───── Text under study
Francis Collins on Square Circles
Recently Francis Collins, the renowned scientist and harmonizer of Darwin and faith, lectured before a packed auditorium at George Mason University in Virginia. One attendee and avid ENV reader, unimpressed with the harmonization, sent me this report:
His lecture focused on how evidence from cosmology and biology points to the creative power of God. To add fuel to the already hot topic, Collins directed attacks at both evolutionists and Christians alike. He leaned into atheistic evolutionists for not crediting God with any creative power and similarly attacked Christians who fail to give credit to the "powers" of evolution. Collins, a Christian himself, made the case that God used evolution, and more specifically Darwinian evolution, to produce the plant and animal life we see today.
"But is that possible?" one may ask. Can God use evolution? The way to answer that question depends on how you define evolution. If by evolution you simply mean change over time or genetic inheritance, no one would find a problem with that. If, however, you are talking about God using Darwinian evolution, as Collins did, you are ultimately forced to either believe in a God who doesn't interact with his creation, the God of Deism, or an illogical God who can guide an unguided process.
──────────
───── Given data
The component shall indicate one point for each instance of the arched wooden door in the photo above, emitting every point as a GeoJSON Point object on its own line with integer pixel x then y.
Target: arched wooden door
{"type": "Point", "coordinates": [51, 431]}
──────────
*Assignment A*: Summarize the text on Francis Collins in two sentences.
*Assignment B*: Recast the paragraph of the text on Francis Collins that begins "But is that possible?" as a short list of its main points.
*Assignment C*: Proceed with the text on Francis Collins from the point where it stops.

*Written response A*: At George Mason University, Francis Collins lectured that evidence from cosmology and biology points to God's creative power, faulting atheistic evolutionists for denying God that power and Christians for not crediting the "powers" of evolution. The text argues that his claim that God used Darwinian evolution forces a belief either in the God of Deism or in an illogical God who guides an unguided process.

*Written response B*:
- Whether God can use evolution depends on how evolution is defined.
- If evolution means only change over time or genetic inheritance, no one would object.
- If it means God using Darwinian evolution, as Collins claimed, one is forced to believe either in the God of Deism, who doesn't interact with his creation, or in an illogical God who can guide an unguided process.

*Written response C*:
I know at this point some readers are saying, "Oh, come on. We don't have to believe that the Darwinian process is random!" My response: What have you been reading? Of course the evolutionary process need not be random; but a Darwinian process--by definition--does. According to an open letter sent last year to the Kansas State Board of Education by 38 Nobel laureates, evolution is "the result of an unguided, unplanned process of random variation and natural selection" (emphasis added). This view of evolution is repeated in countless biology textbooks and statements from evolutionary biologists. To continue:
Collins ascribed to himself a position he titled "Theistic Evolution." By this, Collins clarified, he means that "God used the mechanism of evolution" and that God "designed the plan." But this ultimately begs the question: How can God "guide" an "unguided, unplanned" process?
Collins argued that those who claim that God couldn't have guided Darwinian evolution have "put God in a box." But would Collins say the same thing for those who claim that God can't make square circles? What about someone who claims that God couldn't make himself cease to exist?
If Darwinian evolution--by definition--is "unguided" and "unplanned," then Collins's view seems logically incoherent. How can a process be both "guided" and "unguided" (or "planned" and "unplanned") at the same time? Either evolution is "unguided" as the Darwinists contend, or it is guided in some way--which means that the Darwinian view of evolution must be false.